● TEKS

Namun aku mengetahui batasku, aku belum siap untuk menemuinya.
Aku cukup puas dengan segala usaha yang sudah aku lakukan.
Aku mengetahui segala perjuangan dan usaha yang aku lakukan adalah yang terbaik yang aku miliki yang bisa aku berikan.
Jadi jika ditanyakan apakah aku menyesal dan marah?
Tidak.
Mungkin ini memang belum saatnya aku menjumpai Sang Dewi.
Dan seperti saat mendekati seseorang dan tidak berhasil mendapatkannya.
Tidak akan ada rasa penyesalan jika diri ini mengetahui bahwa diri ini telah melakukan segala usaha terbaik.
Mungkin saat ini bukan saat yang tepat.
Mungkin nanti, jika masih ada waktu dan masih ingin mencoba.
Mungkin.
Lalu setelah gagal mencapai puncak, sebelum siang, kami melanjutkan perjalanan ke danau Segara Anak yang cantik dan misterius itu.

● PERINTAH
• 1. Tuliskan semua kalimat dalam teks tentang pendakian di atas yang diawali kata "Mungkin".
• 2. Lanjutkan teks tentang pendakian di atas, mulai setelah kalimat terakhirnya.
Baris-baris di bawah ini diambil dari sumber lain.

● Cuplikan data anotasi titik
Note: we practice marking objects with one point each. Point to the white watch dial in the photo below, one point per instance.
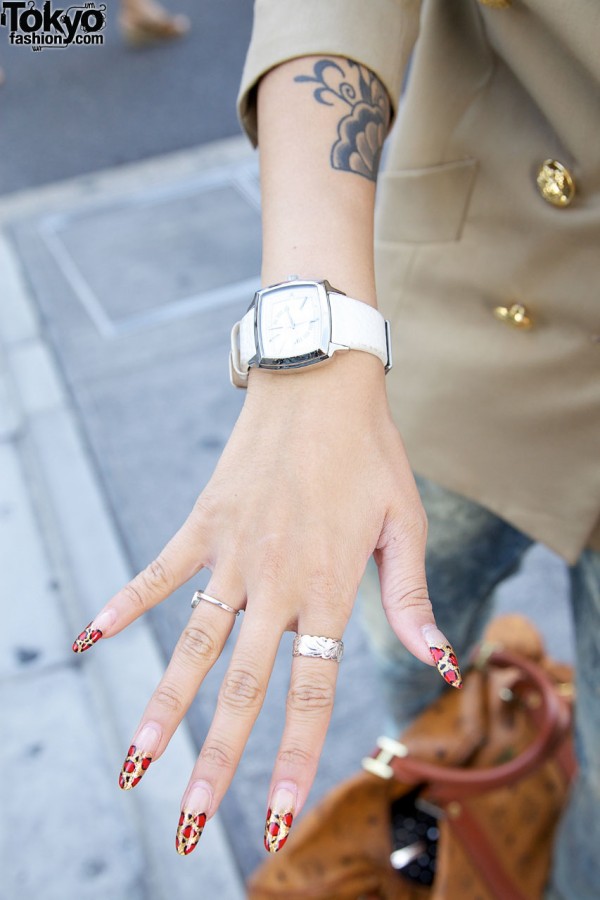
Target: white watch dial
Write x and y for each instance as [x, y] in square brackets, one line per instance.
[291, 322]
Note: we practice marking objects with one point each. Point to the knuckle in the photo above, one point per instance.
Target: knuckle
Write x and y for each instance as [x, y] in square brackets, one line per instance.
[307, 696]
[274, 562]
[198, 646]
[413, 597]
[218, 755]
[168, 697]
[241, 690]
[157, 577]
[420, 525]
[135, 597]
[203, 510]
[295, 757]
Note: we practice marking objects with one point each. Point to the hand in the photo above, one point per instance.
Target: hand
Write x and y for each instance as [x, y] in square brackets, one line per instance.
[313, 480]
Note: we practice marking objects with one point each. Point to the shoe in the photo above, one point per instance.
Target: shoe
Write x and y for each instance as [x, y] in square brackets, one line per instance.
[146, 22]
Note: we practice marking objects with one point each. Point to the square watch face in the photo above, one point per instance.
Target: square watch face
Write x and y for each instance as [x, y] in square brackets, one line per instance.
[293, 324]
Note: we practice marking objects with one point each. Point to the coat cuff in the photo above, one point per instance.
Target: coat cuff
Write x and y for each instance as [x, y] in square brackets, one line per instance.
[380, 35]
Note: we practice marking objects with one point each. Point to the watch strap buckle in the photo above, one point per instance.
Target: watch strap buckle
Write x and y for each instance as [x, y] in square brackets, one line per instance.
[237, 377]
[388, 345]
[379, 764]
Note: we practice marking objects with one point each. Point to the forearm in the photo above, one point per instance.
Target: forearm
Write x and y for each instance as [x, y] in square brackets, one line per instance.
[320, 142]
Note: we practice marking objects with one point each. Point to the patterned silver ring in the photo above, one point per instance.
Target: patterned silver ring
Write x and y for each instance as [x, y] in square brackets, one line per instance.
[318, 647]
[200, 595]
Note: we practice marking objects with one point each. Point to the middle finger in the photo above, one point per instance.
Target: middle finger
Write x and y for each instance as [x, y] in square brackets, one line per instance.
[240, 700]
[196, 651]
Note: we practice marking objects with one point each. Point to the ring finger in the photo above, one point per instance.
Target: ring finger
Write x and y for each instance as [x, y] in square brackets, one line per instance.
[240, 700]
[196, 651]
[309, 707]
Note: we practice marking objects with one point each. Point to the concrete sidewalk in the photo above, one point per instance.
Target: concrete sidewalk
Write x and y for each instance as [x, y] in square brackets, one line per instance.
[66, 830]
[117, 293]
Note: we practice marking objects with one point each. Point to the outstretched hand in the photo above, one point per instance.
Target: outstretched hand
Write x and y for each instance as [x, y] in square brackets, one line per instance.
[313, 481]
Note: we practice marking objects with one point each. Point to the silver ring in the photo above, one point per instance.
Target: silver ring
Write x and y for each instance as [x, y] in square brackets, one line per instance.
[318, 647]
[200, 595]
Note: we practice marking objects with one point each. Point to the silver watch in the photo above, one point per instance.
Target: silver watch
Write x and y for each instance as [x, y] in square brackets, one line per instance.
[300, 323]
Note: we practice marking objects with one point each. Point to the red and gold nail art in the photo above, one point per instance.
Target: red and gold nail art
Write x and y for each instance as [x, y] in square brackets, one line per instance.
[447, 664]
[134, 767]
[86, 639]
[191, 825]
[277, 828]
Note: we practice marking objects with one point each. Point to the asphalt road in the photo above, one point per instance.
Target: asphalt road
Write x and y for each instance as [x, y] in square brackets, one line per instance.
[69, 111]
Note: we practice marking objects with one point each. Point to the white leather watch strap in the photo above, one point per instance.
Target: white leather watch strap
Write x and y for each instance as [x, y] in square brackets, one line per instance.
[247, 338]
[359, 326]
[355, 325]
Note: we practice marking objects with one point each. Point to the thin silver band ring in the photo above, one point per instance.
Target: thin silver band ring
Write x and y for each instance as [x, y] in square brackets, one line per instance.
[200, 595]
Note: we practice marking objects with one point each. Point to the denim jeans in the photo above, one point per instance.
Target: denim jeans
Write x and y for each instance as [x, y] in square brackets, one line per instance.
[470, 551]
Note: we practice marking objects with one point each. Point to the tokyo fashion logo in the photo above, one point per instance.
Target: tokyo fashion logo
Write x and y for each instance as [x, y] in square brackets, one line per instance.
[48, 27]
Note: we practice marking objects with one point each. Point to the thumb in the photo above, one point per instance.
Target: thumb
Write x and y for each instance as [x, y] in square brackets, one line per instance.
[400, 558]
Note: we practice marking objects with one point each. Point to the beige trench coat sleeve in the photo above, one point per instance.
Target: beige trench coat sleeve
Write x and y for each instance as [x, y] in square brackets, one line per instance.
[379, 34]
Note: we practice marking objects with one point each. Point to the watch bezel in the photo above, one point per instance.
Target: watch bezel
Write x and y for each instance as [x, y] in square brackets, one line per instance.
[320, 353]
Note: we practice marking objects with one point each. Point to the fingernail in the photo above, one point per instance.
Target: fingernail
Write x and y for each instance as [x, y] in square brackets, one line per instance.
[139, 756]
[86, 639]
[280, 816]
[443, 655]
[94, 631]
[193, 817]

● JAWABAN YANG DIHARAPKAN
• 1.
- Mungkin ini memang belum saatnya aku menjumpai Sang Dewi.
- Mungkin saat ini bukan saat yang tepat.
- Mungkin nanti, jika masih ada waktu dan masih ingin mencoba.
- Mungkin.

• 2.
Jika dipikirkan bahwa kesulitan medan telah terlewati, itu adalah sebuah kekeliruan.
Jalan ke danau tidak kalah terjal dan sulitnya.
Bebatuan.
Jurang di kiri kanan.
Turunan terjal tanpa pelindung.
Kabut dan awan yang menyelimuti.
Pandangan dengan jarak pandang terbatas.
Ditambah dengan rasa lelah karena perjalanan menuju puncak tengah malam.
Kantuk yang menguasai.
Kaki yang sudah lelah.
Kehilangan konsentrasi.
Kaki yang bergetar.
Pandangan yang tidak fokus.
Tapi lagi, menyerah bukan pilihan.
Tidak bisa mundur.
Maju adalah satu-satunya pilihan untuk mencapau akhir.
Tidak ada jalan lain.
Maju atau hanya memperlambat perjalanan mencapai akhir.
Kekurangan logistik.
Tidak ada kata terdiam untuk sekedar menangis.
Dan mungkin diri ini sudah terlalu lelah untuk mengeluarkan air mata.
Aku hanya ingin perjalanan ini cepat disudahi.
Semangat.
Pantang menyerah.
Sebelum menyentuh garis akhir.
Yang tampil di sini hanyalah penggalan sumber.